Locate each line in the data below that contains the word "green", and copy those lines out in full.

(Records from a pointing dataset)
......

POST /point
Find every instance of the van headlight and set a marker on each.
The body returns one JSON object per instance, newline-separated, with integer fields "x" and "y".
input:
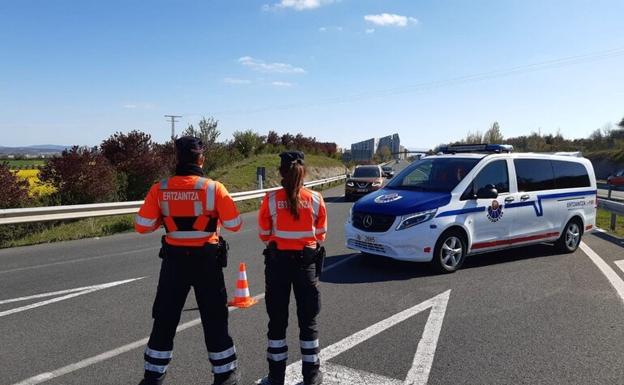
{"x": 410, "y": 220}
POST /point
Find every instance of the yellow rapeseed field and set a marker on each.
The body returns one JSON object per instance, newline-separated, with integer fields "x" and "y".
{"x": 37, "y": 188}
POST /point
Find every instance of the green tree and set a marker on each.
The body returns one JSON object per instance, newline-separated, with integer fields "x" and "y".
{"x": 493, "y": 134}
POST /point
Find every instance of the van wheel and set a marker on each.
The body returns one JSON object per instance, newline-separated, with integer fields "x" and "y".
{"x": 570, "y": 239}
{"x": 450, "y": 252}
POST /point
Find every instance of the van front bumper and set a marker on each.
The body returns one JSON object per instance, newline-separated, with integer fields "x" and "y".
{"x": 415, "y": 244}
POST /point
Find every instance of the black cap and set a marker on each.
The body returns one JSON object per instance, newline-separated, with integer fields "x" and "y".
{"x": 290, "y": 157}
{"x": 187, "y": 148}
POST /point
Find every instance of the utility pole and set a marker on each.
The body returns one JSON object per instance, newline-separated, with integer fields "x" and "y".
{"x": 173, "y": 122}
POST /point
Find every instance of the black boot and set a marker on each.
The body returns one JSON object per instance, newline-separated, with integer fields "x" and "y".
{"x": 229, "y": 378}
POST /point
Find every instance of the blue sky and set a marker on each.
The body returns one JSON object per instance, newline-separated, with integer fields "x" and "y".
{"x": 74, "y": 72}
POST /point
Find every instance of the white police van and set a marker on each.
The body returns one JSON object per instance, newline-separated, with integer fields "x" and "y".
{"x": 472, "y": 199}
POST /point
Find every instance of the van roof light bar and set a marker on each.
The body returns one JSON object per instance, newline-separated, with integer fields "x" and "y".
{"x": 485, "y": 148}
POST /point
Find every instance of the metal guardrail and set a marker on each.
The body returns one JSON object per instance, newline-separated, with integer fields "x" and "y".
{"x": 53, "y": 213}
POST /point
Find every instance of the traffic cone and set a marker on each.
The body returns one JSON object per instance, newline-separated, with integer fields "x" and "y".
{"x": 242, "y": 297}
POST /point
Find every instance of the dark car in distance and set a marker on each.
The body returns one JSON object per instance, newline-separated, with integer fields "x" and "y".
{"x": 365, "y": 179}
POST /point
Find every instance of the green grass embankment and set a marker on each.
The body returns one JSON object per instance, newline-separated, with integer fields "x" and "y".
{"x": 237, "y": 177}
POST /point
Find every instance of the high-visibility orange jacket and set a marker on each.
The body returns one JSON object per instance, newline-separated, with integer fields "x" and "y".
{"x": 191, "y": 208}
{"x": 277, "y": 224}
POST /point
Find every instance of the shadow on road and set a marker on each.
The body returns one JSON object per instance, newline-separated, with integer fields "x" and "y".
{"x": 369, "y": 268}
{"x": 609, "y": 238}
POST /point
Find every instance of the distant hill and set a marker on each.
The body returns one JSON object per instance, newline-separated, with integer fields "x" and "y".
{"x": 36, "y": 150}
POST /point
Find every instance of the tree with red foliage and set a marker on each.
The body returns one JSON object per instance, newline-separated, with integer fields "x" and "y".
{"x": 136, "y": 159}
{"x": 13, "y": 190}
{"x": 81, "y": 175}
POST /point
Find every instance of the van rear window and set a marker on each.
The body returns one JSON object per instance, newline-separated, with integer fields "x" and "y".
{"x": 544, "y": 174}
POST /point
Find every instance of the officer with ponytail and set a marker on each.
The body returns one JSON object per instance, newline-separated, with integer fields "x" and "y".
{"x": 292, "y": 223}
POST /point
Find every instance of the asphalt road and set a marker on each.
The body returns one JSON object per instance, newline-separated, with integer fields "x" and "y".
{"x": 526, "y": 316}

......

#### [Written reply]
Find every instance of the green tree and set a marker on each.
Find every instance of the green grass embankment and set a marker on each.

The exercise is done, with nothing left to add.